WORK REQUEST -
A word-for-word restatement of the listing is the only acceptable answer.

DATA PROVIDED -

┄┄┄┄┄┄┄┄┄┄

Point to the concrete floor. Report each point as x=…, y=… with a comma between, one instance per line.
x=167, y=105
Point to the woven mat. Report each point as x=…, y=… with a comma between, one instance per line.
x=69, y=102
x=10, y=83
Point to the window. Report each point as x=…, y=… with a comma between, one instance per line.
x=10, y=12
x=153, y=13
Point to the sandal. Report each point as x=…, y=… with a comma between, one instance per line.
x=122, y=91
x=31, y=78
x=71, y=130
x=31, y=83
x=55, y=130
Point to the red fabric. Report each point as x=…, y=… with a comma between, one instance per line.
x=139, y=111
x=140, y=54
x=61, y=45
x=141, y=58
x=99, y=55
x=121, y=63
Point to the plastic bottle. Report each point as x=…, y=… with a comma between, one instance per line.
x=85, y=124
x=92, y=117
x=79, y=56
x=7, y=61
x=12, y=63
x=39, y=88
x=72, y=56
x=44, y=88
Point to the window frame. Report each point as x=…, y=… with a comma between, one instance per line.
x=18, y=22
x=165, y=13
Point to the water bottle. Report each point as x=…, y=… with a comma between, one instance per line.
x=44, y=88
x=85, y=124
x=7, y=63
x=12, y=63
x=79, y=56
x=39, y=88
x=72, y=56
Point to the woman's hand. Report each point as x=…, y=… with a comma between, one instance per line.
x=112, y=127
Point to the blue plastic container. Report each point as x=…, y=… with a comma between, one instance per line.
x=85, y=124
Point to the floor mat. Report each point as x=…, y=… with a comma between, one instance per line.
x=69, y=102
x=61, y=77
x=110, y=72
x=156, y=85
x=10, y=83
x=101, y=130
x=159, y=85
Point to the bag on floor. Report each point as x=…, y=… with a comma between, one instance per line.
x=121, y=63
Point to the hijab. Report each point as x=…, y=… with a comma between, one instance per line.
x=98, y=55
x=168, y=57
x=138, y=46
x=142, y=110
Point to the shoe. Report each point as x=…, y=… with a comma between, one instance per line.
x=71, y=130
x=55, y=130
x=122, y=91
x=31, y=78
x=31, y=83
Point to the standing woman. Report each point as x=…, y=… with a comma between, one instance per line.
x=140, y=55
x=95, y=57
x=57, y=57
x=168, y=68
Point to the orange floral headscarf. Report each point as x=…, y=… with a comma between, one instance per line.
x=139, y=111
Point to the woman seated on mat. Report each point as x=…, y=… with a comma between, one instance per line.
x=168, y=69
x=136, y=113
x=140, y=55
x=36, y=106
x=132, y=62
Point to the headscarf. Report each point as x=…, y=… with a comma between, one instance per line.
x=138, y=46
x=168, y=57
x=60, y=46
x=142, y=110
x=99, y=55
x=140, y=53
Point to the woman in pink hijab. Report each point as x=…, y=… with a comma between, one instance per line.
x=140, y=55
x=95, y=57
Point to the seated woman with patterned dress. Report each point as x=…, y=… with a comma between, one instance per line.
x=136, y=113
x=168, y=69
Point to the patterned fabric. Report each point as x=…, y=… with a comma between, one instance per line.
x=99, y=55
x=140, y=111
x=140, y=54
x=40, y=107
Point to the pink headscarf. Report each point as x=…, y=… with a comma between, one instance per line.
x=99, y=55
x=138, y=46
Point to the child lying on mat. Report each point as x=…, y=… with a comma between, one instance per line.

┄┄┄┄┄┄┄┄┄┄

WRITTEN SOLUTION -
Point to the concrete floor. Report each point as x=…, y=… with a comma between, one instance per line.
x=167, y=105
Point to the woven mat. Report each point as x=…, y=… with a comma between, one instance per line.
x=69, y=102
x=10, y=83
Point to the window. Report each point as x=…, y=… with a comma between, one instance per line.
x=10, y=12
x=153, y=13
Point to the sandal. Report each point as x=…, y=… with a comma between, one instance per line.
x=122, y=91
x=31, y=78
x=71, y=130
x=31, y=83
x=55, y=130
Point to the red fabric. Report each point as x=…, y=… with a comma between, one instance per line.
x=139, y=111
x=140, y=54
x=61, y=45
x=141, y=58
x=99, y=55
x=121, y=63
Point to the plastic bottle. Report each point as x=…, y=… with a comma between, one instance per line.
x=85, y=124
x=92, y=117
x=79, y=56
x=7, y=61
x=12, y=63
x=39, y=88
x=72, y=56
x=44, y=88
Point to the window frame. Report each point as x=…, y=… with a comma between, one instance per line.
x=18, y=22
x=165, y=13
Point to the water bottle. Report each point as x=…, y=… with a comma between, one instance per line.
x=44, y=88
x=85, y=124
x=7, y=63
x=12, y=63
x=79, y=56
x=39, y=88
x=72, y=56
Point to the woman's hand. Report each point as x=…, y=… with a comma between, one instance per line.
x=112, y=127
Point to the blue plastic container. Report each point as x=…, y=… with a comma between, one instance per line.
x=85, y=124
Point to the floor mat. Report each point as x=…, y=… with a comma between, one instance per line.
x=69, y=102
x=61, y=77
x=110, y=72
x=156, y=85
x=10, y=83
x=101, y=130
x=159, y=85
Point to the bag on floor. Report each point as x=…, y=… with a comma between, one instance per line.
x=121, y=63
Point to the hijab. Report each point as x=…, y=… with a comma between, one instance per line.
x=98, y=55
x=168, y=57
x=138, y=46
x=142, y=110
Point to the shoe. Report each point as x=…, y=… with a comma between, one instance per line.
x=71, y=130
x=55, y=130
x=122, y=91
x=31, y=78
x=31, y=83
Point to the standing woman. Report each point as x=…, y=… with a comma between, one instance per line.
x=140, y=55
x=95, y=57
x=57, y=57
x=168, y=68
Point to the orange floral headscarf. Report each point as x=…, y=… with a comma between, one instance per line.
x=139, y=111
Point to the woman seated on mat. Report each point as x=…, y=… with a comma between, one instance per line.
x=168, y=69
x=136, y=113
x=140, y=55
x=36, y=106
x=132, y=62
Point to the headscarf. Report each point as x=…, y=… with a comma between, one instance per line.
x=138, y=46
x=168, y=57
x=60, y=46
x=142, y=110
x=99, y=55
x=140, y=53
Point to the woman in pink hijab. Report each point as x=…, y=… with a comma between, one instance per line.
x=140, y=55
x=95, y=57
Point to the seated woman with patterned dress. Report each point as x=…, y=… with a comma between, one instance per line.
x=136, y=113
x=168, y=69
Point to the patterned fabric. Report each point as x=…, y=… with a comma between, one instance per line.
x=99, y=55
x=140, y=111
x=140, y=54
x=40, y=107
Point to the pink headscarf. Report each point as x=…, y=… with a comma between, one instance per line.
x=99, y=55
x=138, y=46
Point to the child lying on mat. Report each point as x=…, y=… with a comma between, one instance per line.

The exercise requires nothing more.